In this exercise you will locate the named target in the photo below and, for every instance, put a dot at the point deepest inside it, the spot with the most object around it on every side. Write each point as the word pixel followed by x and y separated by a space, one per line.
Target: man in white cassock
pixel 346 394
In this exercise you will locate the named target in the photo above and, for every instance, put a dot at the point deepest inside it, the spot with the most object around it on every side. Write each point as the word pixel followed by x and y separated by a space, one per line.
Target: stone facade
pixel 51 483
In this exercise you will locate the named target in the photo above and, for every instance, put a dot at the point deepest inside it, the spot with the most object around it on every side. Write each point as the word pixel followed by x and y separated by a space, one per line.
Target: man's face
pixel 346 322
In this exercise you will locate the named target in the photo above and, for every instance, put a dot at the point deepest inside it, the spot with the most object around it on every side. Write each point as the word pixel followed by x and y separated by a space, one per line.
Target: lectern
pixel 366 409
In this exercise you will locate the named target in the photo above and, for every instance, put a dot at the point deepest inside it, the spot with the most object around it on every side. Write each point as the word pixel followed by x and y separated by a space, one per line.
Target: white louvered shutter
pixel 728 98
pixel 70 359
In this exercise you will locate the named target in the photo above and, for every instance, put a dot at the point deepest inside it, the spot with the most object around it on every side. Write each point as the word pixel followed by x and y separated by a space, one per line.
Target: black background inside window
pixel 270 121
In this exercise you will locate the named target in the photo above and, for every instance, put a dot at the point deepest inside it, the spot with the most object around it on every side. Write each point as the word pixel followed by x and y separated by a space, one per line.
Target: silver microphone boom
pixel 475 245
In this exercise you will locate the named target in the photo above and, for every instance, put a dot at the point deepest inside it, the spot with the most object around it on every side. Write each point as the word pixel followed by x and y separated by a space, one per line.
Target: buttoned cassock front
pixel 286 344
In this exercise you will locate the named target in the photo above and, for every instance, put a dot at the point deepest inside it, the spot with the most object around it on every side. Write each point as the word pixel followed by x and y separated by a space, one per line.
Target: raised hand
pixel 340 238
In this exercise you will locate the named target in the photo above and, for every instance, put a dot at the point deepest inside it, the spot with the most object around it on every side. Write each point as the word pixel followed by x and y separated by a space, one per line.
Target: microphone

— Problem to work on —
Would you please transcribe all of the entries above exactly?

— Answer space —
In this exercise you will locate the named target in the photo below and, for every instance, put a dot at the point deepest inside it, the spot with the most object around it on every side. Write each point as the word pixel followed by x and y separated by a space, one per line.
Target: man in white cassock
pixel 346 394
In this exercise you will locate the named target in the photo above and, for every instance, put a dot at the point deepest inside it, the spot with the most object around it on every side. Write each point as the word pixel followed by x and y separated by a space, one per line.
Target: stone facade
pixel 51 483
In this exercise you will locate the named target in the photo above and, for every instance, put a dot at the point deepest inside it, the spot with the most object around it on every side. Write each point as the word pixel followed by x and y separated by a space, one per line.
Target: man's face
pixel 346 322
In this exercise you will locate the named target in the photo above and, for every instance, put a dot at the point deepest inside it, the spot with the most object around it on every side. Write each point as the word pixel followed by x and y separated by a space, one per line.
Target: lectern
pixel 366 409
In this exercise you will locate the named target in the photo above and, for every instance, put a dot at the point deepest inside it, the spot with the most object around it on every side. Write each point as the word pixel followed by x and y separated by a space, one per line.
Target: white louvered shutter
pixel 728 98
pixel 70 359
In this exercise you will locate the named target in the photo above and, for every instance, put a dot at the point deepest inside it, the spot with the most object around it on every side. Write each point as the word pixel followed by x and y separated by a space, one per line.
Target: black background inside window
pixel 270 121
In this exercise you will locate the named target in the photo above and, for every instance, put a dot at the point deepest inside it, the spot with the most object around it on every side. Write each point as the word pixel followed by x and y separated by a space, one per line.
Target: silver microphone boom
pixel 475 245
In this exercise you will locate the named target in the photo above and, for every instance, put a dot at the point deepest inside it, the spot with the most object around it on every side. Write each point as the word pixel followed by x and y separated by a space, one per line.
Target: buttoned cassock front
pixel 286 344
In this exercise you will locate the named target in the photo above and, for every instance, put a dot at the point deepest inside it, the spot with the most object around it on every side. Write each point as the word pixel followed by x and y separated by a space, one per line.
Target: raised hand
pixel 340 238
In this exercise you will locate the named target in the photo above and, for every instance, put a dot at the point deepest inside it, the spot with the most object around it on every side. Write each point as the word pixel followed by x and y separated by a space, one per line.
Target: microphone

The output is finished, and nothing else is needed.